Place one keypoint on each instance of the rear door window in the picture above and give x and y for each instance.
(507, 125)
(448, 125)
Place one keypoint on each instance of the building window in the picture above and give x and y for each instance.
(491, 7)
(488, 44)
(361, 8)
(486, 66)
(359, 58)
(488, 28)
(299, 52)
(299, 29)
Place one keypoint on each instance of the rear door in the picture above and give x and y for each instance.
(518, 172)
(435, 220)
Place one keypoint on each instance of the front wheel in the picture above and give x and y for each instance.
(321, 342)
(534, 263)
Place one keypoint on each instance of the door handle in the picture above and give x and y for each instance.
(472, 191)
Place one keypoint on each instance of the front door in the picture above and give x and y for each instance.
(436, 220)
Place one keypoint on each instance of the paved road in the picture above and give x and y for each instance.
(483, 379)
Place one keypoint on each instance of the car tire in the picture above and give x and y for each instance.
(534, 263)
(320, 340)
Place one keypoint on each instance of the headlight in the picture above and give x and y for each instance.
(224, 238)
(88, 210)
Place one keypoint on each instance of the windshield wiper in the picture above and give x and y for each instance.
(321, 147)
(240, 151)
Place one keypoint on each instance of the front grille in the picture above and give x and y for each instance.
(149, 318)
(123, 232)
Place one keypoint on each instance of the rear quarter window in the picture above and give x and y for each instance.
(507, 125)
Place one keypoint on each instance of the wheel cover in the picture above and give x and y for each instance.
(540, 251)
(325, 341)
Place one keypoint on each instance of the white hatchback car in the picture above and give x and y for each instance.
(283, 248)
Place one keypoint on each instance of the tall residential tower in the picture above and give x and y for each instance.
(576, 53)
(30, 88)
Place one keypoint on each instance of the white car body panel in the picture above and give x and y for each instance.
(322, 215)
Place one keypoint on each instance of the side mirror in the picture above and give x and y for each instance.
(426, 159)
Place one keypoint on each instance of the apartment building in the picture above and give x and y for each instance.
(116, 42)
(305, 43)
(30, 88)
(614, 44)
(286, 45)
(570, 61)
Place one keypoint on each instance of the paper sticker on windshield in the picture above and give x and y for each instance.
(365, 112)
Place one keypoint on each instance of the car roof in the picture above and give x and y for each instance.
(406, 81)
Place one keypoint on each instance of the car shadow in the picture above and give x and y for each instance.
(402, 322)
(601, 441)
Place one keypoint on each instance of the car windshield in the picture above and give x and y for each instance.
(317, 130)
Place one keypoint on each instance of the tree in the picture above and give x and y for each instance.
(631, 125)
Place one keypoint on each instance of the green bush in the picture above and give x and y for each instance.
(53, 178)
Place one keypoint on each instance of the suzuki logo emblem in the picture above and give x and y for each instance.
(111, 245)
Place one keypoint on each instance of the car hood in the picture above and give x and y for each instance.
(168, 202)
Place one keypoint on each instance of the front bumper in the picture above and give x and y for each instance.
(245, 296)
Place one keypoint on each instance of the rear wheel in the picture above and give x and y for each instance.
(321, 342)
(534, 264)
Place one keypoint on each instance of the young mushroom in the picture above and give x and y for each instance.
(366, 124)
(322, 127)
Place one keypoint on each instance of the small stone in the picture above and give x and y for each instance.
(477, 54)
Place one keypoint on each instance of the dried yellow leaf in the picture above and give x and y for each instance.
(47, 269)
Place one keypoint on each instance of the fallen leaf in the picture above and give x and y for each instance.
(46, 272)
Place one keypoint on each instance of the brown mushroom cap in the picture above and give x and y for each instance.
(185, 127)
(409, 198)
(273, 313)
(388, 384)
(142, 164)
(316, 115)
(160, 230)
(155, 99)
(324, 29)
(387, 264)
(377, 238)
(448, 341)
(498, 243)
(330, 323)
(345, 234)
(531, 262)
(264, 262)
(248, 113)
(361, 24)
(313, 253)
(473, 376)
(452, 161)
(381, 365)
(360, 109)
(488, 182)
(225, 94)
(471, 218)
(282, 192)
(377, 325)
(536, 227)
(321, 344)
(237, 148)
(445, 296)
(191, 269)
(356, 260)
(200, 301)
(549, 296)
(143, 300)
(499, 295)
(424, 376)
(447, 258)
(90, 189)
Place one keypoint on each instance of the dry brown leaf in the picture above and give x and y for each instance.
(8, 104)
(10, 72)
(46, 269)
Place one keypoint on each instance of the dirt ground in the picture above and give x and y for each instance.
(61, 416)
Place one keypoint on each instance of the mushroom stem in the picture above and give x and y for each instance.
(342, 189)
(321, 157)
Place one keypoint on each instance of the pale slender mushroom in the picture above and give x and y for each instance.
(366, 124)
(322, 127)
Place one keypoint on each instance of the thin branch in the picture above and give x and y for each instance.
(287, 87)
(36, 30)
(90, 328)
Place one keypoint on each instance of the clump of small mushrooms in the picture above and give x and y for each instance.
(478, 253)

> Your task: Can you copy out every one of the entries above, word for word, with nothing changed or left out?

> Right answer:
Place one keypoint on each instance of the rear door window in the picture above and give x and y for each instance.
(507, 125)
(448, 125)
Place one keypoint on each instance of the building window in the picture above and give x and y for each instance.
(491, 7)
(488, 44)
(361, 8)
(486, 66)
(359, 58)
(488, 28)
(299, 52)
(299, 29)
Place one keypoint on each instance of the rear door in the picture above and give x and y for each instance.
(518, 172)
(435, 220)
Place one keypoint on each instance of the front wheel in the picture above and give x and y for each instance.
(321, 342)
(534, 263)
Place one keypoint on each instance of the door handle in the picture above and give x and y for each instance.
(472, 191)
Place one keypoint on each instance of the front door in the picture above and give x and y for each instance.
(436, 220)
Place one keypoint on each instance of the paved road in the picture above and give x and y for each instance.
(483, 379)
Place one keypoint on each instance of the car tire in the picture above and give x and y for each instance.
(534, 263)
(320, 340)
Place one keypoint on each instance of the headlight in the picture above and give x and y for each instance.
(224, 238)
(88, 210)
Place one keypoint on each instance of the windshield wiper in the picture above and give x and y for each instance.
(321, 147)
(240, 151)
Place one keypoint on each instance of the front grille in the picture above and give x and y for each instance.
(149, 318)
(123, 232)
Place one keypoint on each instance of the rear quarter window in the picture above and give x and y for each instance.
(507, 125)
Place one keypoint on each instance of the wheel cover in the picture above and give x and y for each instance.
(540, 251)
(325, 341)
Place one keypoint on each instance of the white hatchback car in the picture above and give x and y for each instance.
(283, 248)
Place one keypoint on each instance of the tall residential tower in the picture above and give x and y for each instance.
(576, 53)
(30, 88)
Place one keypoint on each instance of the white car body panel in the picture above and give x and y for each instance.
(322, 215)
Place one keypoint on each instance of the side mirror in the picture above and give x and y for each instance.
(426, 159)
Place one keypoint on each instance of the apartment building in the picture above and give x and y for each instance.
(116, 42)
(305, 43)
(30, 88)
(614, 44)
(286, 45)
(570, 61)
Place one keypoint on each instance of the paper sticker on windshield in the picture above and give x and y for each instance.
(365, 112)
Place one keypoint on each instance of the car roof in the picture above and give x and y for each instance.
(406, 81)
Place one keypoint on each instance of the car shadow in the picture above and give x and y for each instance.
(402, 322)
(601, 441)
Place one keypoint on each instance of the car windshield in the picture above and give x and y for each instance.
(317, 130)
Place one keypoint on each instance of the tree in the picture above and give x and y for each instance.
(631, 125)
Place one keypoint on each instance of the green bush in the picture above and give x and y for each instance.
(53, 178)
Place one keypoint on each instance of the suzuki logo emblem in the picture above and give x and y for each instance.
(111, 245)
Place one keypoint on each instance of the car hood in the picture above and give x and y for each instance.
(168, 202)
Place one keypoint on each instance of the front bumper in the picture above and give x and y for each instance.
(245, 296)
Place one keypoint on each instance of the rear wheel in the picture above and give x and y for each instance.
(321, 342)
(534, 264)
Place one keypoint on each instance of the young mushroom in the picture above and give x and y for each instance.
(366, 124)
(322, 127)
Place one keypoint on each instance of the small stone in the picture above and give x and y for each instance.
(477, 54)
Place one keypoint on each instance of the dried yellow leaf in the picture above and give x and y for each instance.
(47, 269)
Place one keypoint on each instance of the fallen leaf in the picture above and give x and y for each instance.
(46, 272)
Place one keypoint on each instance of the brown mushroom cap in the picture above and give x and y for each instance.
(185, 127)
(409, 198)
(273, 313)
(388, 384)
(142, 164)
(316, 115)
(160, 230)
(155, 99)
(324, 29)
(387, 264)
(377, 238)
(448, 341)
(498, 243)
(330, 323)
(345, 234)
(531, 262)
(264, 262)
(248, 113)
(361, 24)
(313, 253)
(473, 376)
(452, 161)
(381, 365)
(360, 109)
(488, 182)
(225, 94)
(471, 218)
(282, 192)
(377, 325)
(536, 227)
(321, 344)
(237, 148)
(445, 296)
(191, 269)
(356, 260)
(200, 301)
(549, 296)
(143, 300)
(499, 295)
(424, 376)
(447, 258)
(90, 189)
Place one keypoint on each instance of the dry brown leaf in the picture above and give x and y for each instance.
(8, 104)
(10, 72)
(46, 269)
Place one keypoint on each instance of the dirt ground in the picture above and give x and y for each instance.
(61, 416)
Place one keypoint on each instance of the mushroom stem in the picture above and give x and y for each instance.
(342, 189)
(321, 157)
Place one keypoint on each instance of the pale slender mushroom in the picture above and give x and y for each instance.
(366, 124)
(322, 127)
Place one keypoint on each instance of the thin branch in the picture above and give x and y for each instance.
(287, 87)
(36, 30)
(90, 328)
Place one keypoint on each instance of the clump of small mushrooms in the picture above and give x and y for each instance.
(478, 253)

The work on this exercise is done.